▶ [PROBLEM TO SOLVE]: Show every line in the material below that contains the string "Target", matching its case exactly.

▶ [DATA SECTION]:
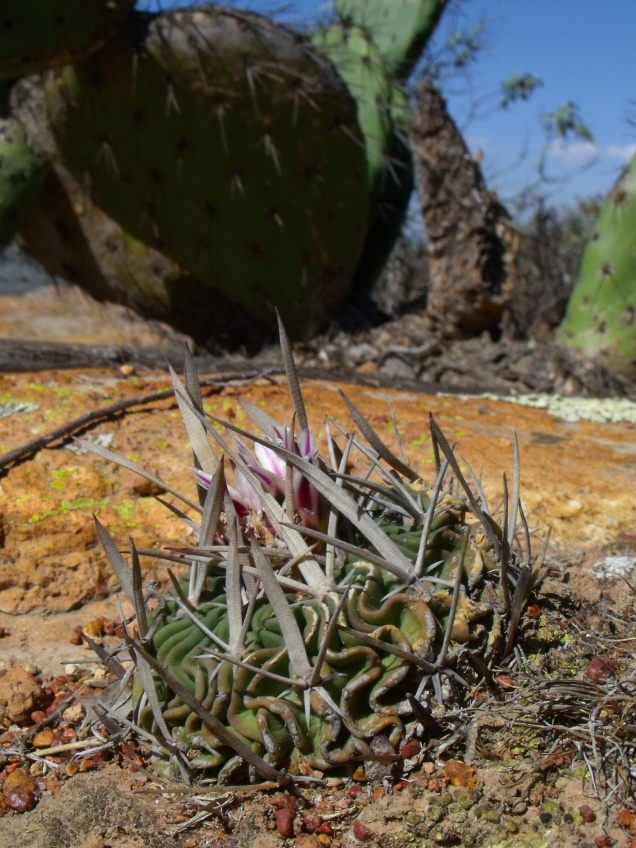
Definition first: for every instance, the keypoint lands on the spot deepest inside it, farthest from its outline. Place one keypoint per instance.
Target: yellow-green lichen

--

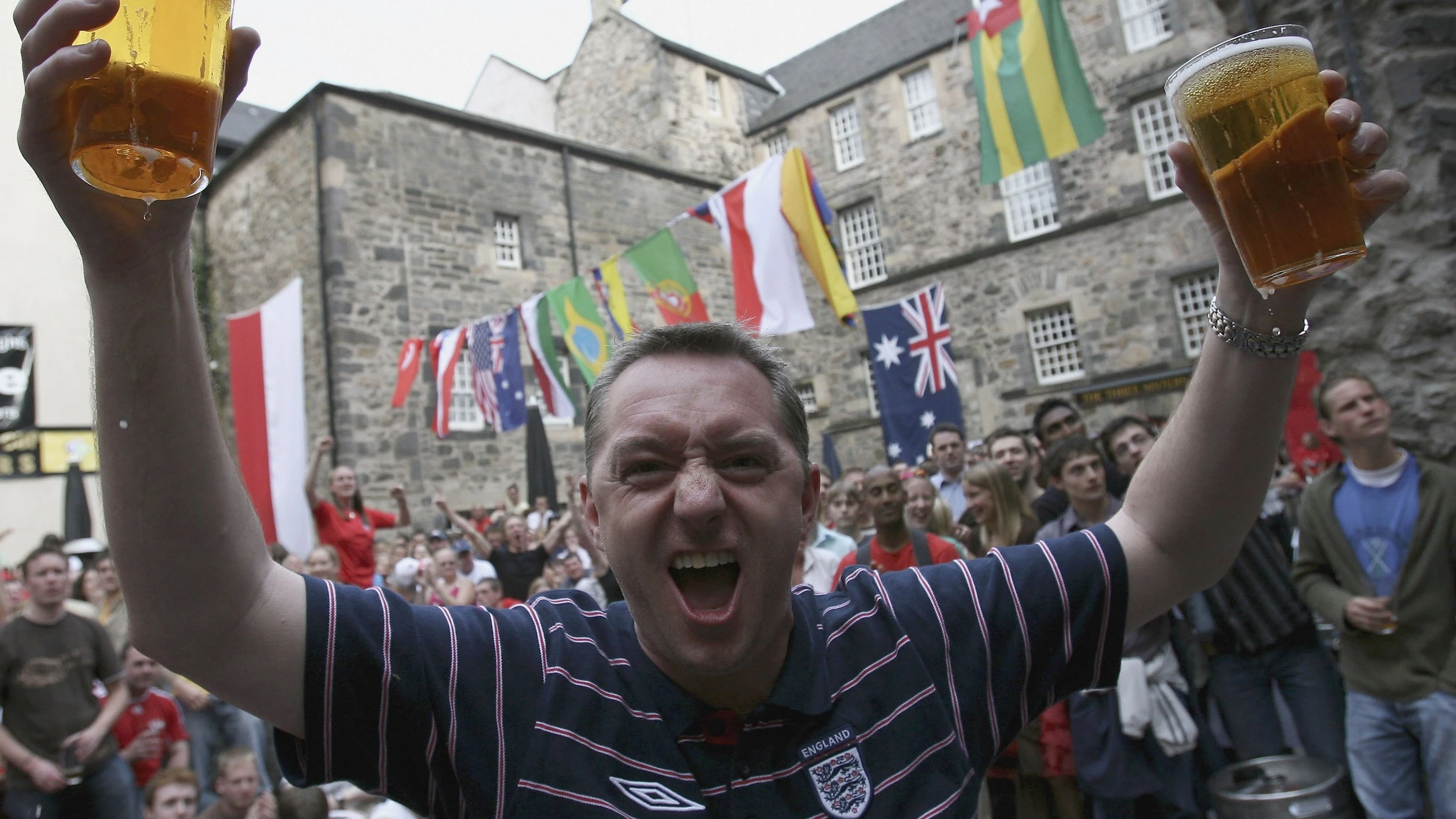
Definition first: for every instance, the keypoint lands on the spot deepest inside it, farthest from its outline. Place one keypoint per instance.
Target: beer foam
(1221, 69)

==

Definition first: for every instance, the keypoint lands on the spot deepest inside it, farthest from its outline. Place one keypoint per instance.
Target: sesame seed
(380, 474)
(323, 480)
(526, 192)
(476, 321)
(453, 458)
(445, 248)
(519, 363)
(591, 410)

▶ [RESULT OF THE EXERCISE]:
Target: yellow-green lichen
Target: beer foam
Target: sesame seed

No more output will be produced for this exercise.